> DESCRIPTION OF THE TASK:
Copy the records below exactly.

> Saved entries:
--*--
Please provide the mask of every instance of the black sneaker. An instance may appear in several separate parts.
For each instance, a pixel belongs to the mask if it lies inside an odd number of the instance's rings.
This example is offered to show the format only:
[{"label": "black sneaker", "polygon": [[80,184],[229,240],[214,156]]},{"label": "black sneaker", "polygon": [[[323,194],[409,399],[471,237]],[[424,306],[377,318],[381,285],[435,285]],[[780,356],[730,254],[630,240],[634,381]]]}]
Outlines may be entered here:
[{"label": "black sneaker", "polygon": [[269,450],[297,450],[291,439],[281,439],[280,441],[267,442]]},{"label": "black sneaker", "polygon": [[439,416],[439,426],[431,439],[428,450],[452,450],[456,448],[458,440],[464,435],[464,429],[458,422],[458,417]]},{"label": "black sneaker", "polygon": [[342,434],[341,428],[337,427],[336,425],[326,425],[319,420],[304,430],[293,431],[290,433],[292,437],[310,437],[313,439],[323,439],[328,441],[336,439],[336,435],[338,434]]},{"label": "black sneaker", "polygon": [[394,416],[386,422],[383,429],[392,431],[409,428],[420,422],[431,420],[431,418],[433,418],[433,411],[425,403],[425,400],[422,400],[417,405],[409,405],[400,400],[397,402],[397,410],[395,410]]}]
--*--
> PROBLEM SOLUTION:
Please provide the mask of every instance of the black sneaker. An instance may appear in several separate parts.
For each instance, a pixel belongs to the mask if it lies inside an odd number of the instance's rings.
This example is offered to show the format only:
[{"label": "black sneaker", "polygon": [[80,184],[229,240],[214,156]]},{"label": "black sneaker", "polygon": [[[323,194],[409,399],[471,237]],[[424,306],[377,318],[381,285],[435,285]],[[780,356],[730,254],[630,240],[634,381]]]}]
Outlines may be entered here:
[{"label": "black sneaker", "polygon": [[269,450],[297,450],[291,439],[281,439],[280,441],[267,442]]},{"label": "black sneaker", "polygon": [[439,416],[439,426],[431,439],[428,450],[452,450],[456,448],[458,440],[464,435],[464,429],[458,422],[458,417]]},{"label": "black sneaker", "polygon": [[342,434],[341,428],[337,427],[336,425],[326,425],[319,420],[304,430],[293,431],[290,433],[292,437],[310,437],[313,439],[323,439],[328,441],[336,439],[336,435],[338,434]]},{"label": "black sneaker", "polygon": [[394,416],[386,422],[383,429],[392,431],[409,428],[420,422],[431,420],[431,418],[433,418],[433,411],[425,403],[425,400],[422,400],[417,405],[409,405],[400,400],[397,402],[397,410],[395,410]]}]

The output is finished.